* **REQUEST**:
All of the entries need to be written out again, exactly as they are.

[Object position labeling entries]

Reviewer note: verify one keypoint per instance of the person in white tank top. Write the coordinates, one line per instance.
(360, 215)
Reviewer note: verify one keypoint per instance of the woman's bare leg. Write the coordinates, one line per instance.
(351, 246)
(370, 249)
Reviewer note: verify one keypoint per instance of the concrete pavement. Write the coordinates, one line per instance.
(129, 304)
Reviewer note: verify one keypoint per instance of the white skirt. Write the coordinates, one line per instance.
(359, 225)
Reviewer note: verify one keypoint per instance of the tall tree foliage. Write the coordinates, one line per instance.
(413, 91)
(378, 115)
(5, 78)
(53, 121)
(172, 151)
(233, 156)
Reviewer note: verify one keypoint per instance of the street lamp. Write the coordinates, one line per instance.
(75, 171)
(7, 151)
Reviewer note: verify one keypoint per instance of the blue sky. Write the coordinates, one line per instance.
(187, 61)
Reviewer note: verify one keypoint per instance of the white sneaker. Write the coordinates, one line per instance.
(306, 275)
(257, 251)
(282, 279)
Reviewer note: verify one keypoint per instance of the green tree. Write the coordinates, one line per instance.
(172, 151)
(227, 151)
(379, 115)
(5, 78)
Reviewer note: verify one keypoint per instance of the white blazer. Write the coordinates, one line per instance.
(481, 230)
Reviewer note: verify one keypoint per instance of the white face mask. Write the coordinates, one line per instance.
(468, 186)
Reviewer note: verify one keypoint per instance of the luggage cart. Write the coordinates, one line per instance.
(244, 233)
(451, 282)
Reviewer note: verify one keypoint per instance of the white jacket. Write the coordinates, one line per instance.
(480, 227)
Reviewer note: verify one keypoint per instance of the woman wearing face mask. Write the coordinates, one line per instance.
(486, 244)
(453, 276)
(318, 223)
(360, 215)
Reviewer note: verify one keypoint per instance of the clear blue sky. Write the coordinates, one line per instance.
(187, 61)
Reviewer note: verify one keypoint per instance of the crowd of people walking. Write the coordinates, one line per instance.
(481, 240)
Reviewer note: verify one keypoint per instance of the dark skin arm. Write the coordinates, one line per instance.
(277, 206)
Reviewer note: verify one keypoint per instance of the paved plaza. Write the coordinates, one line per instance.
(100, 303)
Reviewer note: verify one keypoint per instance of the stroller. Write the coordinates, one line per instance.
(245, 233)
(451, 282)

* **ANSWER TO THIS TASK**:
Reviewer note: verify one keypoint per instance of the person in white tank top. Write the coordinates, one line per instance.
(360, 215)
Reviewer note: verify one keypoint per instance of the woman's bare leg. Write the coordinates, one line per instance.
(351, 246)
(370, 249)
Reviewer note: verify one keypoint per instance of the concrete pavement. Write the coordinates, one line per instance.
(129, 304)
Reviewer note: verify one keypoint per instance of the white skirt. Write the coordinates, one line per instance.
(359, 225)
Reviewer note: verify one keypoint per instance of the tall tree foliage. Write the coordinates, one line per instance.
(413, 91)
(378, 115)
(5, 78)
(53, 121)
(172, 151)
(233, 156)
Reviewer note: verify one keypoint per instance of the street lamp. Write the coordinates, one line per instance.
(75, 171)
(7, 151)
Reviewer note: verify one keypoint per instance of the blue sky. Write the coordinates, one line per instance.
(187, 61)
Reviewer note: verify one keypoint per instance of the white sneaker. Write the coordinates, one line per instance.
(306, 275)
(257, 251)
(282, 279)
Reviewer note: verify one keypoint per instance of the green tree. Write the coordinates, one line per instance.
(172, 151)
(227, 151)
(379, 115)
(5, 78)
Reviewer note: verify one keypoint per instance of the white blazer. Write the coordinates, one line per instance.
(481, 230)
Reviewer note: verify one keypoint per instance of the white face mask. Write the coordinates, one line per instance.
(468, 186)
Reviewer note: verify one keypoint per instance of the luggage cart. Write the coordinates, one line per instance.
(244, 233)
(451, 282)
Reviewer note: verify one keypoint per instance of the white jacket. Write the coordinates, one line per instance.
(480, 227)
Reviewer note: verify one keypoint per instance of the woman wearing face mask. Write the coordinates, one line per instance.
(486, 244)
(453, 276)
(318, 223)
(360, 215)
Reviewer note: verify one keypoint per instance of the clear blue sky. Write the coordinates, one line per instance.
(187, 61)
Reviewer note: verify one keypoint per instance of the crowd of people walking. Write the coordinates, one line per instance.
(481, 240)
Reviewer note: verify one keypoint per instance of the dark skin arm. Write the coordinates, one line per instance.
(277, 206)
Reviewer note: verify one keypoint per instance of the paved plaza. Write the coordinates, one line per instance.
(100, 303)
Reviewer note: verify one keypoint per instance of the stroller. Write the coordinates, one line per instance.
(245, 233)
(451, 282)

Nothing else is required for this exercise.